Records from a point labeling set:

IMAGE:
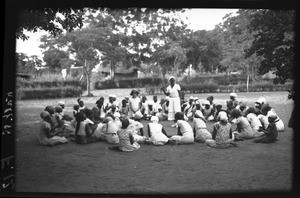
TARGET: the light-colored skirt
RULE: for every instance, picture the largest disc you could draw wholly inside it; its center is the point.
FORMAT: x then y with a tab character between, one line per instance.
174	106
186	138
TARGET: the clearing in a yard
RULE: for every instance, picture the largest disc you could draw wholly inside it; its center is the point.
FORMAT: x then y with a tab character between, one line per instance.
195	168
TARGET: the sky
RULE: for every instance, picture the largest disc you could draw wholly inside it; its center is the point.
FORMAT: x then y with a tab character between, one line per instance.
198	19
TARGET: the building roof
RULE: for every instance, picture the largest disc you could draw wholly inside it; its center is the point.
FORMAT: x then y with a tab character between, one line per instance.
120	69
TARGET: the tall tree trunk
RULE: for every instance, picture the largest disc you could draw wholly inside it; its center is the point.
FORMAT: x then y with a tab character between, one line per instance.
88	79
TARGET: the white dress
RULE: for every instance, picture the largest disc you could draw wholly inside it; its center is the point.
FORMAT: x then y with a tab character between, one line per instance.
134	105
187	133
254	121
157	137
202	134
174	101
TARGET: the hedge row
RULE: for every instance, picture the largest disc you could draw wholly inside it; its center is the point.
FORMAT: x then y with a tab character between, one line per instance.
128	83
50	84
214	88
45	93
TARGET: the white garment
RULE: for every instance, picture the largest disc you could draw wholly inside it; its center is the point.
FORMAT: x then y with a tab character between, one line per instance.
187	133
254	121
157	137
173	91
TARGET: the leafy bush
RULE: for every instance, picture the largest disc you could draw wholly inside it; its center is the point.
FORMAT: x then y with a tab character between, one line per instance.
129	83
49	84
44	93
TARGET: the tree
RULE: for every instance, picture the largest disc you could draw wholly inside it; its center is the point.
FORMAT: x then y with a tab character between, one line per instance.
56	59
53	20
274	32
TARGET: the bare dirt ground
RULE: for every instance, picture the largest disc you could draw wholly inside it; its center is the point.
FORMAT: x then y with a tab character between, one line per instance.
196	168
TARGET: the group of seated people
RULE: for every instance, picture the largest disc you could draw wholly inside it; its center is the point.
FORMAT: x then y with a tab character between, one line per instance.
119	124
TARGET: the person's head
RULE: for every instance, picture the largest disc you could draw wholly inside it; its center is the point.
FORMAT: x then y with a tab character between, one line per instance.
134	93
125	123
259	103
229	104
232	96
191	99
80	117
76	107
218	107
154	119
62	104
235	113
265	109
124	103
172	80
206	104
167	100
210	99
99	103
88	113
144	98
155	98
222	116
80	102
178	116
272	118
50	109
250	110
198	114
198	106
58	109
242	106
45	115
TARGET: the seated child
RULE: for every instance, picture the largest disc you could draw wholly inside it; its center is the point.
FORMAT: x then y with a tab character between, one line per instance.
221	133
271	134
185	133
83	133
208	111
268	111
126	140
156	132
244	130
75	109
253	119
124	109
45	136
112	128
201	133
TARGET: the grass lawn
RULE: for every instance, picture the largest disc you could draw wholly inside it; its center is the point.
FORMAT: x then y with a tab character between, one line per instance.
195	168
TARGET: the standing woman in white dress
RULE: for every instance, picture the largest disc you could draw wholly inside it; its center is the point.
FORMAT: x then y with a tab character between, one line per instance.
173	91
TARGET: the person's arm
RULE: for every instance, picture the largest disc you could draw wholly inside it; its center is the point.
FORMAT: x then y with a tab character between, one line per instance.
131	139
179	132
214	133
164	132
142	131
149	133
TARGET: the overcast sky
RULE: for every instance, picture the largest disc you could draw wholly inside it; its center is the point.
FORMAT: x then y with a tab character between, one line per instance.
198	19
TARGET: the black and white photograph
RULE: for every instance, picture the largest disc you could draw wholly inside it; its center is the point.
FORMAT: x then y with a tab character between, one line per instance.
151	101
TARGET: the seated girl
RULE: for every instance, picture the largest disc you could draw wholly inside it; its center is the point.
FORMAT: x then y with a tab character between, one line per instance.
271	134
45	136
267	111
201	133
156	132
244	130
185	133
126	140
253	119
83	133
208	111
221	133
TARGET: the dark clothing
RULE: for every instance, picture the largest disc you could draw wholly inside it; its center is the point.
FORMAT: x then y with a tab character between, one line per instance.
270	135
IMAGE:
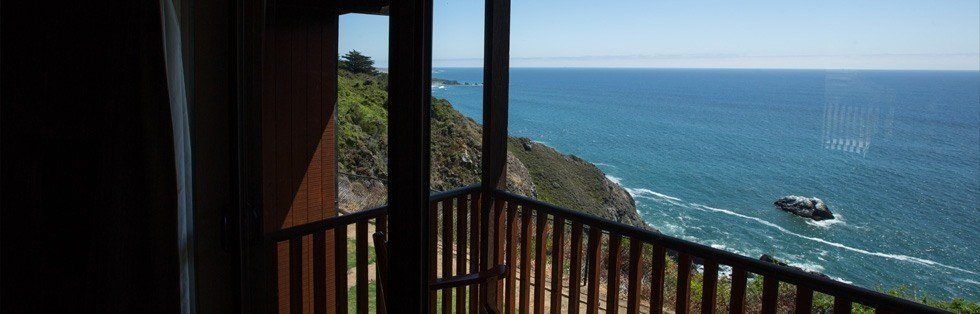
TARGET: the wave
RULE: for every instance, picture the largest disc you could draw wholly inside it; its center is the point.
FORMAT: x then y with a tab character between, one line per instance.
656	196
641	192
899	257
838	219
616	180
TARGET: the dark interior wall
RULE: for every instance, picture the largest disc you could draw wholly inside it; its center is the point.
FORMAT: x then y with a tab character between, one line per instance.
299	95
88	177
212	125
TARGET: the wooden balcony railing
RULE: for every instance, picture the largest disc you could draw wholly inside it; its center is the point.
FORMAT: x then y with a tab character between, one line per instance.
594	256
308	286
604	237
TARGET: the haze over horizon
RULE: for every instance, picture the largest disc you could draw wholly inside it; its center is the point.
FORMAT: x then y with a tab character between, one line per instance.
837	34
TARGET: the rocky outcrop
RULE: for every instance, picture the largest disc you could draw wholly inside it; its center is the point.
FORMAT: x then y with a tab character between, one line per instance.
809	207
769	259
533	169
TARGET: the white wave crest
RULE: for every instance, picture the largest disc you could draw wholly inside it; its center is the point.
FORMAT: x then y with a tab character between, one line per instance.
640	192
838	219
616	180
899	257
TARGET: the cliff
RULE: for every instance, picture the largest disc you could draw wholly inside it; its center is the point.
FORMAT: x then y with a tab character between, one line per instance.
533	169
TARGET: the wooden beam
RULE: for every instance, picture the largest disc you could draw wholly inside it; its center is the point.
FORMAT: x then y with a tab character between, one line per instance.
495	82
409	76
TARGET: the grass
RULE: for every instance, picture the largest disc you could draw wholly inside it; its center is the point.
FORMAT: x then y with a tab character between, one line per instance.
372	298
352	254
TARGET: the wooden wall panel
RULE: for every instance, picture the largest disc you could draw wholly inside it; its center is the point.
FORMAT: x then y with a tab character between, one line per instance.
299	95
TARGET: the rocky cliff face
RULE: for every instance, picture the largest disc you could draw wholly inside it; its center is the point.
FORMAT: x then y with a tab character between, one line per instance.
533	169
573	183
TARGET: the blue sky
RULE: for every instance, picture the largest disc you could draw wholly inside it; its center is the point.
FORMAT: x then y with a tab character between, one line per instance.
830	34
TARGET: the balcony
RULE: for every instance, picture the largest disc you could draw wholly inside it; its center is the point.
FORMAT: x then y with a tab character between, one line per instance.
606	266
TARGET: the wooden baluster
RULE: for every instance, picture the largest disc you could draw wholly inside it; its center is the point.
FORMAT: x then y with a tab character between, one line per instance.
511	257
884	310
498	250
360	244
474	250
841	305
319	272
447	252
592	271
737	301
770	291
804	300
709	287
380	266
612	274
633	297
683	283
575	275
657	282
433	234
461	223
539	263
557	262
296	275
525	259
340	268
380	225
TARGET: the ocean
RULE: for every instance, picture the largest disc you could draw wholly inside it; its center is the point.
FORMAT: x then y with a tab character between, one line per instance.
704	152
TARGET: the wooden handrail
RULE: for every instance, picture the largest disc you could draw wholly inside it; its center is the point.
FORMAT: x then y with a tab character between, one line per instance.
333	222
781	273
326	224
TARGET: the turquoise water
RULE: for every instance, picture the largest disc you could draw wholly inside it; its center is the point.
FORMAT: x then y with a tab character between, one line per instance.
705	152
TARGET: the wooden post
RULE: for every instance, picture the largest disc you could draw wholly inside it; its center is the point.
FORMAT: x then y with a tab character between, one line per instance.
409	78
495	82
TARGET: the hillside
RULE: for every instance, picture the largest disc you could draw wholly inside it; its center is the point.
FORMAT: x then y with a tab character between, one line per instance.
533	169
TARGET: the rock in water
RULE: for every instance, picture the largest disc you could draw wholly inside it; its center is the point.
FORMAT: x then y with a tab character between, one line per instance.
809	207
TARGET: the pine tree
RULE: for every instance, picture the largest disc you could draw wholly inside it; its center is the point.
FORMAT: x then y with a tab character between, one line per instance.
355	62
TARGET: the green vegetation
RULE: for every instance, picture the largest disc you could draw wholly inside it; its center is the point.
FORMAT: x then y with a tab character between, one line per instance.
352	254
372	298
556	178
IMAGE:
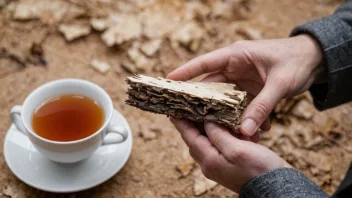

__Problem statement__:
Count the lines in the data above that contain the word "wooden", and give only that number.

__Answer to the task__:
6